----- Data for processing

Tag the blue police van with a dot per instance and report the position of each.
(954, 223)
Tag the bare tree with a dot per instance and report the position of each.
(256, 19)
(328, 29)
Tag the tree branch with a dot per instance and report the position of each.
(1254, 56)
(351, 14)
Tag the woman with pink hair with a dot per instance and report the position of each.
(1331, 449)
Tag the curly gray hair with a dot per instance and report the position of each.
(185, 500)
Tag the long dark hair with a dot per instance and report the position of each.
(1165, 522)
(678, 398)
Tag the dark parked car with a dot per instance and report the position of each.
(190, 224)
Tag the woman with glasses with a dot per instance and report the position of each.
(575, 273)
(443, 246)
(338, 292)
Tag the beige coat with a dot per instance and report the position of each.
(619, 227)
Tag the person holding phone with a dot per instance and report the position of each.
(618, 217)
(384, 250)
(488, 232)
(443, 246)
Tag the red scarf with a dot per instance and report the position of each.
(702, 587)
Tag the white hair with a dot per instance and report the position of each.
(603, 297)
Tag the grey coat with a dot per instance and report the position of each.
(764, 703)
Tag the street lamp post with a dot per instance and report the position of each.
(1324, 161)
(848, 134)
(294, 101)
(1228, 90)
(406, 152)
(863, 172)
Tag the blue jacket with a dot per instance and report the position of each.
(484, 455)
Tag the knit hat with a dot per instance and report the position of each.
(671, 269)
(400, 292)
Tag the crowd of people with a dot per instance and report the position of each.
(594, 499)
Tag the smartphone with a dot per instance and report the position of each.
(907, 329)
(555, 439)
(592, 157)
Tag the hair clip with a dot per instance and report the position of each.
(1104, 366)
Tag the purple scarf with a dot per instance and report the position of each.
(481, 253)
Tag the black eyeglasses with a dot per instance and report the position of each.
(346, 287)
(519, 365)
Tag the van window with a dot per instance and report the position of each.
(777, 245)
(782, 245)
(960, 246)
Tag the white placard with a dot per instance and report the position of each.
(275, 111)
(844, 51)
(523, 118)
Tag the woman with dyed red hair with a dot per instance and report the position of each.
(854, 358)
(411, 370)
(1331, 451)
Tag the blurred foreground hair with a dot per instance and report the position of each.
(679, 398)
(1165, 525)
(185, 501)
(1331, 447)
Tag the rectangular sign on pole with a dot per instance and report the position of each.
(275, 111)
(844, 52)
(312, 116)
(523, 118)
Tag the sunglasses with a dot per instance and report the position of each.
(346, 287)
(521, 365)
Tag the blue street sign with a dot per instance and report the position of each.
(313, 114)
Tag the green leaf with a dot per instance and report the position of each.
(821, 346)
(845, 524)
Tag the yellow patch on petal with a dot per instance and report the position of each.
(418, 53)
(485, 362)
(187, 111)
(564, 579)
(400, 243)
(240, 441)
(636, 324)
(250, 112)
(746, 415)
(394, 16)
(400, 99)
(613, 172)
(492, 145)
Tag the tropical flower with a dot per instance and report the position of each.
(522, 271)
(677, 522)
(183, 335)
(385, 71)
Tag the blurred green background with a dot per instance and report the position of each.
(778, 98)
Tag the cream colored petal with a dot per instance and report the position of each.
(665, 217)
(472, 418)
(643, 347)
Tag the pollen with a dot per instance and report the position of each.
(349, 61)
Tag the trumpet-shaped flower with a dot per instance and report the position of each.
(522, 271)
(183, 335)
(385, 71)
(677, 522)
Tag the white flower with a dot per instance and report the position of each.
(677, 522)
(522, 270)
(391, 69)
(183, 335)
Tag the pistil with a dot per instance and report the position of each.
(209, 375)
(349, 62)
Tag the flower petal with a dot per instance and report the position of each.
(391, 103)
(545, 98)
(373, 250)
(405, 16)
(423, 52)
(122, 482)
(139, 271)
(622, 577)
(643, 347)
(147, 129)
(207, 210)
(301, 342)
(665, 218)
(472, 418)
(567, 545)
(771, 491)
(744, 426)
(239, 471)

----------

Reproduce all of the lines above word for word, keeping each one in its original order.

Tag the blue police van with a dot per instance and report the position of each.
(954, 223)
Tag the bare tree with a dot per instance and report the position of each.
(256, 19)
(328, 29)
Tag the tree branch with a dot per instance and report the position of each.
(1254, 56)
(351, 14)
Tag the woman with pink hair with a dot per instance and report the position of each.
(1331, 449)
Tag the curly gray hair with a dot per instance and report the position of each.
(185, 500)
Tag the long dark hair with a dot per instance and report the position of each.
(1165, 522)
(678, 398)
Tag the dark parked car with a dot per instance and report the position of each.
(190, 224)
Tag the woman with glasses with a dot per instance and report the position of each.
(575, 273)
(443, 246)
(338, 292)
Tag the beige coat with a dot per instance and report the position of each.
(619, 227)
Tag the person holding phone with a dot per instance and report the position of each.
(618, 217)
(384, 250)
(488, 232)
(443, 246)
Tag the red scarf with a dot per instance and report the position of each.
(702, 587)
Tag the white hair with a dot per instance and report the position of each.
(603, 297)
Tag the grey coat with a dot per instance and report the position of each.
(764, 703)
Tag the street lamp post with a dot per instance and report the position of each.
(1324, 161)
(848, 134)
(294, 101)
(1228, 90)
(406, 152)
(863, 172)
Tag the blue jacket with a dot per instance and report the position of each.
(484, 455)
Tag the knit hat with a dot per instance and report the position of each.
(671, 269)
(400, 292)
Tag the crowd of people with a dot per instance and report the position of each.
(594, 499)
Tag the smartphone with a dot per instance and report the position of each.
(907, 329)
(555, 439)
(592, 157)
Tag the hair clip with a dot per instance and report the position of each.
(1104, 366)
Tag the purple scarf with a dot per instance and report the position of each.
(481, 253)
Tag the black eyeglasses with a dot per instance and report the position of each.
(346, 287)
(519, 365)
Tag the van window with a dot per instance and report the position of each.
(777, 245)
(782, 245)
(960, 246)
Tag the white placard with a dot per instance and report the position of each.
(275, 111)
(844, 51)
(523, 118)
Tag the woman with dyed red hair with a dot per instance and report the position of each.
(854, 358)
(411, 370)
(1331, 451)
Tag the blurred foreground hair with a dot per instance and report the position of each.
(679, 398)
(1165, 525)
(185, 501)
(1331, 447)
Tag the rectangular sign on pole with a dot per instance and report the position of each.
(275, 111)
(844, 52)
(312, 116)
(523, 118)
Tag the sunglasses with a dot per instance and report the position of each.
(346, 287)
(521, 365)
Tag the blue street sign with a dot per instance and report the position of each.
(313, 114)
Tag the green leaf with a dot per instance and report the position of each.
(821, 346)
(845, 524)
Tag the yellow patch on petal with a dot per instance and report the position of each.
(418, 53)
(485, 362)
(187, 111)
(564, 579)
(400, 243)
(240, 441)
(636, 324)
(250, 112)
(746, 415)
(394, 16)
(400, 99)
(613, 172)
(492, 145)
Tag the tropical flower with a dot per instance and report the position of each.
(522, 271)
(677, 522)
(183, 335)
(385, 71)
Tag the blurred green background with a dot per instance and report the position of each.
(778, 98)
Tag the cream colored petal with a dot per instance and report the position of each.
(665, 217)
(472, 418)
(643, 347)
Tag the pollen with a dot per instance and report the position of each.
(349, 61)
Tag the trumpet-shaped flower with a dot per instance and report the position of each.
(522, 271)
(183, 335)
(385, 71)
(677, 522)
Tag the white flower with a dot per instance and report the position of each.
(677, 522)
(522, 270)
(391, 69)
(183, 335)
Tag the pistil with a dot per instance and report the position of each.
(209, 375)
(349, 62)
Tag the flower petal with a dot per instance and report the position of each.
(391, 103)
(545, 98)
(373, 250)
(405, 16)
(423, 52)
(122, 482)
(139, 271)
(622, 577)
(643, 347)
(147, 129)
(207, 210)
(301, 342)
(665, 218)
(472, 418)
(567, 545)
(771, 491)
(744, 426)
(239, 471)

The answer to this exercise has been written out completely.